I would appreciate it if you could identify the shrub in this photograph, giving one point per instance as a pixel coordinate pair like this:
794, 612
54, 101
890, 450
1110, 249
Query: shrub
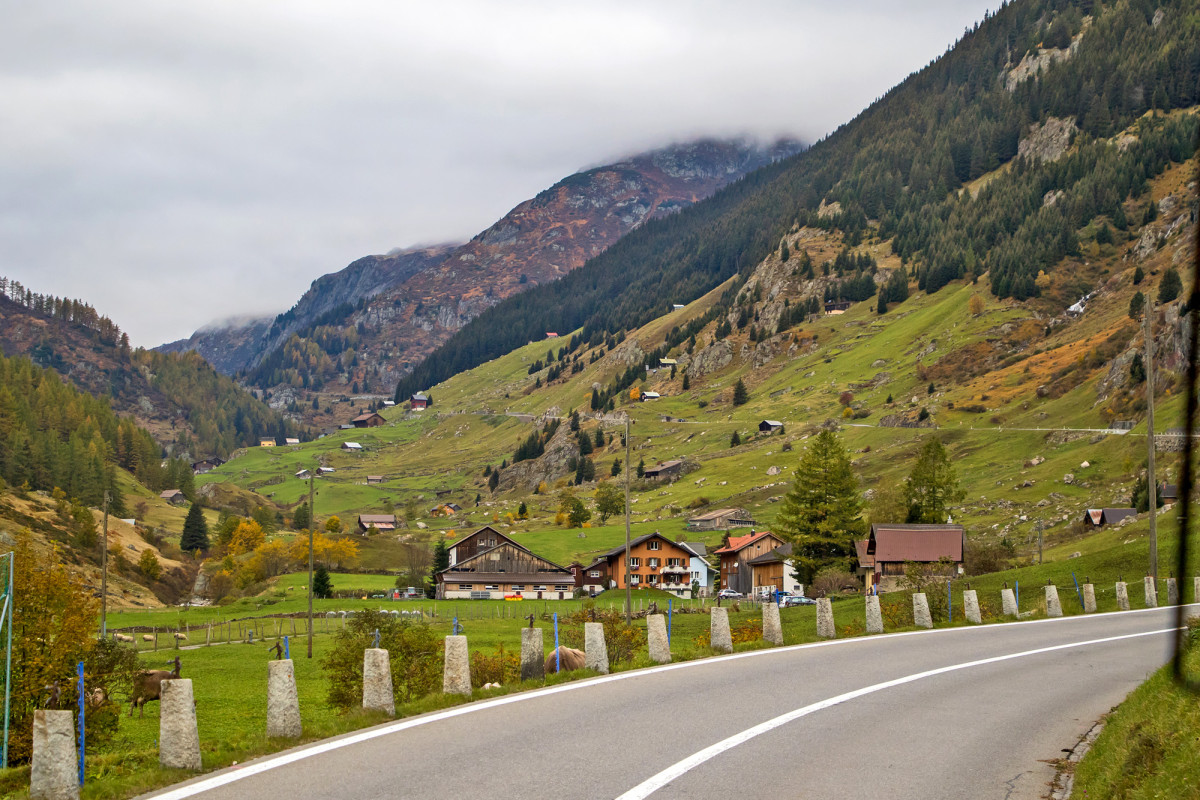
414, 649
◇ ◇ ◇
● **AIM OF THE TASK**:
Rewrite the items with every "shrub" changed to "bush" and nothing else altered. Leave the pictures out.

● **EXERCISE RESULT**:
I would appreciate it if you could identify the bush in this photograph, giving one point per instance as a pixel coordinate pair like this:
794, 612
54, 101
890, 450
1110, 249
Query: bush
414, 649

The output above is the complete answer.